Exercise instructions:
A. Using the passage on weighted voting rights, answer these questions:
(i) What share of the voting rights held by shareholders attending the general meeting must approve an issuer's arrangement for weighted voting rights?
(ii) What happens to shares with special voting rights once their holders are unqualified or the special voting rights are transferred?
(iii) Which body must issue special opinions on the setting and operation of the arrangement for weighted voting rights?
B. Write the next part of the passage on weighted voting rights, starting after its final sentence.

Extracted text:
◇ ◇ ◇ ◇ ◇

Thirdly, the system of weighted voting rights is more standardized. The practice choices of science and technology innovation enterprises for corporate governance are respected, and the companies with weighted voting rights set are allowed to go public. In order to balance the interests, the “Listing Rules” provides necessary standardization for how to properly set the weighted voting rights. First, stricter preconditions are set. It is mainly stipulated that the arrangement for weighted voting rights made by the issuer must be passed by more than two-thirds of the voting rights held by the shareholders attending the general meeting, the arrangement for weighted voting rights should operate stably for at least one full fiscal year before the listing, and the issuer shall have a relatively high market value. Second, the qualifications and subsequent changes of the parties with special voting rights are restricted. It is mainly stipulated that the relevant shareholders should make significant contributions to the company's development or growth of performance, and continuously serve as directors of the company before and after the company's listing, the shares with special voting rights shall not be traded in the secondary market, the shares with special voting rights shall be permanently converted into ordinary shares once the holders are unqualified or the special voting rights are transferred, and the established proportion of special voting rights shall not be increased. Third, the legitimate rights of the shareholders with ordinary voting rights are protected. It is mainly stipulated that except for the number of voting rights, other rights enjoyed by the shareholders are the same, the voting rights of ordinary shares should reach the minimum proportion, the shareholding ratio required for convening the general meeting of shareholders and making proposals at the general meeting of shareholders and its calculation method are provided, and the exercise of special voting rights is restricted for major matters. Fourth, the internal and external supervision mechanisms are strengthened. It is mainly stipulated that the companies are required to fully disclose the implementation and changes of the arrangement for weighted voting rights, the board of supervisors shall issue the special opinions on the setting and operation of the arrangement for weighted voting rights, the abuse of special voting rights is banned.

◇ ◇ ◇ ◇ ◇

Data lines:
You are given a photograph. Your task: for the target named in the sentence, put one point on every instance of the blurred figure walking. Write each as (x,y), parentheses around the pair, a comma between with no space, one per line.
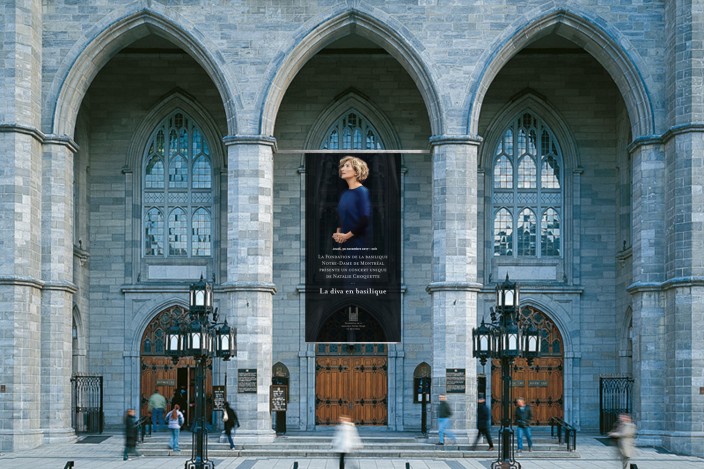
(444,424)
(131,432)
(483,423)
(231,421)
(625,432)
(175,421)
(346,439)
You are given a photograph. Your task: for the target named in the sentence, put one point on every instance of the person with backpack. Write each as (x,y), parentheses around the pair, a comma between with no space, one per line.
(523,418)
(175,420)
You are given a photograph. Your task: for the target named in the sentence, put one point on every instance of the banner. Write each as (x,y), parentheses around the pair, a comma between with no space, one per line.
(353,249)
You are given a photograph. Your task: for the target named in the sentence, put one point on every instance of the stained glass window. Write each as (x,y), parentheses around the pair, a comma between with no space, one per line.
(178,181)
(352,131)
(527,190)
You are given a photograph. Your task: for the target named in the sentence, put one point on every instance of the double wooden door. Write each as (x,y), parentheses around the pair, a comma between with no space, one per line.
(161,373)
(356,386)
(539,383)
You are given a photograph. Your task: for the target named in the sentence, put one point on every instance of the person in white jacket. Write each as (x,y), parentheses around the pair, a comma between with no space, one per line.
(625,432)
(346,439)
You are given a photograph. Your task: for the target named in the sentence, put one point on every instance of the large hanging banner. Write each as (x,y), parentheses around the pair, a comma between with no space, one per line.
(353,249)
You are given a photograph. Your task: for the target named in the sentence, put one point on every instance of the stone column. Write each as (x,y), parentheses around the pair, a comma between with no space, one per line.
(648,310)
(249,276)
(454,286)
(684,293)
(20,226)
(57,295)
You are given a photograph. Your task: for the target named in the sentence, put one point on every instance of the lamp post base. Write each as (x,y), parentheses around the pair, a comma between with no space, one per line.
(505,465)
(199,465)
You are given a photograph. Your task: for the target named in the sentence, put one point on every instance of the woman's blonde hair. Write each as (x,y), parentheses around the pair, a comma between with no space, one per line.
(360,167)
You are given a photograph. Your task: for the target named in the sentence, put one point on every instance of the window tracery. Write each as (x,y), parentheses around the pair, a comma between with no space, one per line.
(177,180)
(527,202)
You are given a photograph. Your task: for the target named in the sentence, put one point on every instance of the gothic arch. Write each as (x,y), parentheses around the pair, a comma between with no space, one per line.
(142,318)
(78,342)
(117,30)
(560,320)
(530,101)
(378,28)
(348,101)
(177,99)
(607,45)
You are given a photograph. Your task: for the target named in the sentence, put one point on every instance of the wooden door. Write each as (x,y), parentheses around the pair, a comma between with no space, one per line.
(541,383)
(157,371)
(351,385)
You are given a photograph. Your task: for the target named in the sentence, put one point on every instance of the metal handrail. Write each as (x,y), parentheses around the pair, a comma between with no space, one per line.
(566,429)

◇ ◇ ◇ ◇ ◇

Exercise responses:
A.
(i) More than two-thirds.
(ii) They are permanently converted into ordinary shares.
(iii) The board of supervisors.

B.
Fourthly, the responsibility of the sponsoring institutions for continuous supervision is more stringent. Tightening the responsibility of the sponsoring institutions will provide important support for the implementation of the registration-based IPO system. The principle is implemented in the arrangements for the system of continuous supervision. First, the continuous supervision period is extended. The continuous supervision period for the initial public offering shall be the remaining time of year of the listing plus the next three full fiscal years. If a listed company implements refinancing or major asset reorganization through the issuance of shares, the sponsoring institution or financial adviser providing the service shall perform the continuous supervision duties in the remaining period. Second, the responsibilities for the supervision and information disclosure for the major irregularities of the listed companies are refined. The sponsoring institutions are required to pay attention to the daily operations and stock transactions of the listed companies, urge the companies to disclose major risks, issue supervisory opinions on the major risks of the company and conduct necessary on-site inspections. Third, the investment research reports shall be issued on a regular basis. The sponsoring institutions are required to regularly conduct investment research on the fundamentals, industry situation, corporate status and financial conditions for the listed company, and form and disclose the formal investment research reports on a regular basis so as to provide reference for investors' decision-making.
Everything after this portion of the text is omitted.